RECORDS FOR PROCESSING>
———
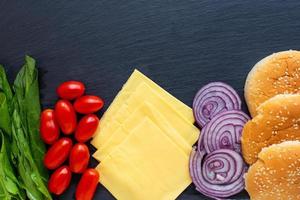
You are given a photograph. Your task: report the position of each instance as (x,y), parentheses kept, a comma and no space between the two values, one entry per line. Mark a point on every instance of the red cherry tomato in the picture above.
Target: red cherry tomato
(86,127)
(88,104)
(87,185)
(65,116)
(48,127)
(70,90)
(60,180)
(79,158)
(58,153)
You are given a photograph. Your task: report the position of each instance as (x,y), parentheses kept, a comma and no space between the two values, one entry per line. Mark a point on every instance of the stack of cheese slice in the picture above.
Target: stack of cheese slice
(144,142)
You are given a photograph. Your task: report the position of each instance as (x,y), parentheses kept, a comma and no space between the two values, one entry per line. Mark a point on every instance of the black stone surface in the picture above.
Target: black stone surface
(181,45)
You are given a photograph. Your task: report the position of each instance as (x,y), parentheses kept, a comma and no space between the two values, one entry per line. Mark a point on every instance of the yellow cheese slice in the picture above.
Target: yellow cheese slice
(147,165)
(145,93)
(130,86)
(176,133)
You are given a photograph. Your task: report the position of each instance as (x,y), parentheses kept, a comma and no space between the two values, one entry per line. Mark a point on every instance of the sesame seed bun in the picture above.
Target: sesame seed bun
(278,73)
(277,120)
(276,173)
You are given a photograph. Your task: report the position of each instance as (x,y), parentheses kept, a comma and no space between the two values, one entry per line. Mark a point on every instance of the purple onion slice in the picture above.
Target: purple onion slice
(224,131)
(214,98)
(218,174)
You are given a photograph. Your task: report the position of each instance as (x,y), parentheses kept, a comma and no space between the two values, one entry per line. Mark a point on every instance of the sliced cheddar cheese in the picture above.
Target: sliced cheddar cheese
(145,93)
(146,165)
(135,80)
(174,127)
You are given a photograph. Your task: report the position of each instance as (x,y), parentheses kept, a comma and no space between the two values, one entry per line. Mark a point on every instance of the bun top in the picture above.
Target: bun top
(278,73)
(278,120)
(276,174)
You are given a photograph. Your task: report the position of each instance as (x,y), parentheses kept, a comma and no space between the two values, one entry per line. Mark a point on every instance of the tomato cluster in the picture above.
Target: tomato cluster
(64,118)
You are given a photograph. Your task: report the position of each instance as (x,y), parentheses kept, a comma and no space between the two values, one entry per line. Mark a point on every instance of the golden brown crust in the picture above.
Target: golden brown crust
(278,73)
(276,174)
(278,120)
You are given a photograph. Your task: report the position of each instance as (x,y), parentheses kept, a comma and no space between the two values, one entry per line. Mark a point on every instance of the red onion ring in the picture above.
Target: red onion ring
(218,174)
(214,98)
(224,131)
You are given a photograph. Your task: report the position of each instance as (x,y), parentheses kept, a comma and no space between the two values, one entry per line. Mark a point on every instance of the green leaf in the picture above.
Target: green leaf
(5,87)
(27,93)
(5,121)
(26,166)
(9,184)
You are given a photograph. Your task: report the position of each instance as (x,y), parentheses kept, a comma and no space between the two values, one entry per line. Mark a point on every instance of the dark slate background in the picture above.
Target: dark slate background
(180,44)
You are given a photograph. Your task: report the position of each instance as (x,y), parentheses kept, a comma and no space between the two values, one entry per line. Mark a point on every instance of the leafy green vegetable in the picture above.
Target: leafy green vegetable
(19,118)
(9,185)
(29,174)
(5,121)
(27,94)
(4,85)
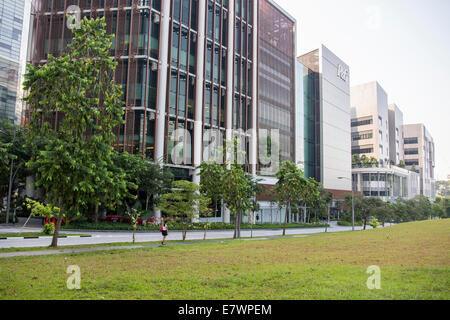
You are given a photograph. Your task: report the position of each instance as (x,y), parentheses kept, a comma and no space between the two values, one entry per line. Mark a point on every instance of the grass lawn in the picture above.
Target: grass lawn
(414,259)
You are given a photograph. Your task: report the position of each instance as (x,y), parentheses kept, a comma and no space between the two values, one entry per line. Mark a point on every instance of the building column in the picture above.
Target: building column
(230,89)
(254,133)
(198,124)
(162,85)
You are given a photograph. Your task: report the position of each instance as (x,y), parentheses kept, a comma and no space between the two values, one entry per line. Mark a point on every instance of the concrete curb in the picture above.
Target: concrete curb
(43,237)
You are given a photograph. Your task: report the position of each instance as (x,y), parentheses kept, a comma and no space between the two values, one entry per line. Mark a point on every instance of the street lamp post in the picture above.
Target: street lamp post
(353,203)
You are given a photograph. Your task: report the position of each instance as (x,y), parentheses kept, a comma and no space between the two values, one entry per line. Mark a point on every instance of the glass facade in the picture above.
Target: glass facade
(11,25)
(276,76)
(137,26)
(311,120)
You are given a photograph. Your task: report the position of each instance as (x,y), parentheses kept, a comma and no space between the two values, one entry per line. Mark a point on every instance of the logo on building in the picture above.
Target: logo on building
(343,73)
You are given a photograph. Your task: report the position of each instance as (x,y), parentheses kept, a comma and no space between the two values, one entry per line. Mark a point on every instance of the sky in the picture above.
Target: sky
(402,44)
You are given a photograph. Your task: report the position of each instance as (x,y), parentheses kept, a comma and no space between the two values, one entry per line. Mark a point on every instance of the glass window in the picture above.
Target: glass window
(184,49)
(182,96)
(175,39)
(173,92)
(193,54)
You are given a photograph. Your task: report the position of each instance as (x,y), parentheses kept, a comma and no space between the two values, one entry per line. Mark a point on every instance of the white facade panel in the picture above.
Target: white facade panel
(335,121)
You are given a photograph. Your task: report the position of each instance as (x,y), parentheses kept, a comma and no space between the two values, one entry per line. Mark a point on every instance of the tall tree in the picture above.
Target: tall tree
(210,181)
(290,188)
(184,201)
(13,157)
(75,167)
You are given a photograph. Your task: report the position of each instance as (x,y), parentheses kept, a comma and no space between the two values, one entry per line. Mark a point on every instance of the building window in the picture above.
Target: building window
(411,140)
(412,162)
(362,122)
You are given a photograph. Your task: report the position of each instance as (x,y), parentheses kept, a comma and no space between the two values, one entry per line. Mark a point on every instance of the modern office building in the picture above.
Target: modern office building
(326,119)
(218,69)
(395,134)
(14,27)
(419,154)
(387,182)
(197,65)
(370,121)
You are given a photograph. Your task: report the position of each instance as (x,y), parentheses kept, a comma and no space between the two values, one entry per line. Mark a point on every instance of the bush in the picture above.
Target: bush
(349,224)
(49,228)
(11,214)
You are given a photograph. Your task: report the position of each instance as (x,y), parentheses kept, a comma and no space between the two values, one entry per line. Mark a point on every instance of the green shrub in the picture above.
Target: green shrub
(349,224)
(49,228)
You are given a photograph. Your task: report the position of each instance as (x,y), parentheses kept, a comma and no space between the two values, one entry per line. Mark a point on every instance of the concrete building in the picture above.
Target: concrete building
(14,28)
(395,134)
(197,65)
(419,154)
(370,121)
(387,182)
(327,148)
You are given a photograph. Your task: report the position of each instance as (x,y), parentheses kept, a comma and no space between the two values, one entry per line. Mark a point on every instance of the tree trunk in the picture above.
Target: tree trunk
(96,214)
(285,218)
(146,202)
(239,225)
(8,201)
(54,243)
(251,225)
(236,223)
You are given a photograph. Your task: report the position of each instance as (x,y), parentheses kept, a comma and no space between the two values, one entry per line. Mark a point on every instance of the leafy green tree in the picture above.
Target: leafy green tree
(356,159)
(75,167)
(184,201)
(237,192)
(290,188)
(134,216)
(13,157)
(210,181)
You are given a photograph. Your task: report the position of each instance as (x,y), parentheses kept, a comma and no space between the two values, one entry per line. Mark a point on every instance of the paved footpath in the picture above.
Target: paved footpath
(150,236)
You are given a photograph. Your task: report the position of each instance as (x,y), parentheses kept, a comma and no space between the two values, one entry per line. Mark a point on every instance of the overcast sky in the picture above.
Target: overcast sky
(403,44)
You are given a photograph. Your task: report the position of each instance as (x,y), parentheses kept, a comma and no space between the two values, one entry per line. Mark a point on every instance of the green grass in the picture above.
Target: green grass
(178,226)
(35,234)
(414,259)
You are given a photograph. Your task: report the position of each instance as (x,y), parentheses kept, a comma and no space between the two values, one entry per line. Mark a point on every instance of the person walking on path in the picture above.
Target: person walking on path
(164,231)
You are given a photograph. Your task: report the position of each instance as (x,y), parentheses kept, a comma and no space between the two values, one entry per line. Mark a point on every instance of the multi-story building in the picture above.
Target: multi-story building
(217,69)
(370,121)
(323,117)
(14,27)
(395,134)
(419,154)
(326,118)
(387,182)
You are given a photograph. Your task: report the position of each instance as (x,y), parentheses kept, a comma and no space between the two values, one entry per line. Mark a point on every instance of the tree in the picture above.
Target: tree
(75,167)
(154,181)
(13,157)
(443,188)
(184,201)
(210,181)
(363,206)
(236,193)
(290,188)
(134,216)
(356,159)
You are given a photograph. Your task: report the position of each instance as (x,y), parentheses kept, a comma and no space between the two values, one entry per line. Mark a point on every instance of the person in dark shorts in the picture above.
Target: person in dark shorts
(164,231)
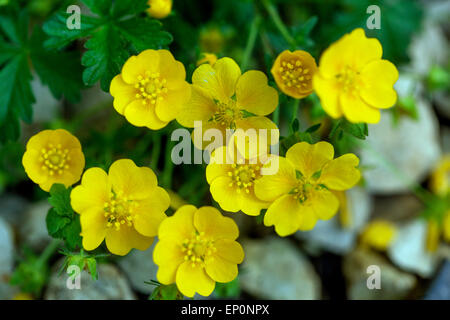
———
Write out the rows above word for word, starting at the line that contains "multi-story building in the picture above." and continuing through the end of the rows, both ends included. Leave the pictures out of your copy.

You are given a photograph. Your task: report the position of each instance as (x,y), parentheses kept, a comma and no space between the two values, one entry per line. Mark a point on every instance of the multi-story building in the picture above.
Target: multi-story building
(217,69)
(370,121)
(323,117)
(14,27)
(395,134)
(419,154)
(326,118)
(387,182)
You are given a photograph. Your task: report the position of each instance as (x,y), parentheses kept, a comma and no space between the two values, one entry per line. Mark a point on every instance of the tree in the picture above.
Target: tree
(75,167)
(154,181)
(13,157)
(443,188)
(184,201)
(210,181)
(363,206)
(236,193)
(290,188)
(134,216)
(356,159)
You are given a photograph. Your task: report the position of each instance as (x,y), parentheses kept, a comma and no space between the two values, one entry per line. Mark a point on every instance of the person in dark shorts in the picture above.
Target: person in dark shorts
(164,231)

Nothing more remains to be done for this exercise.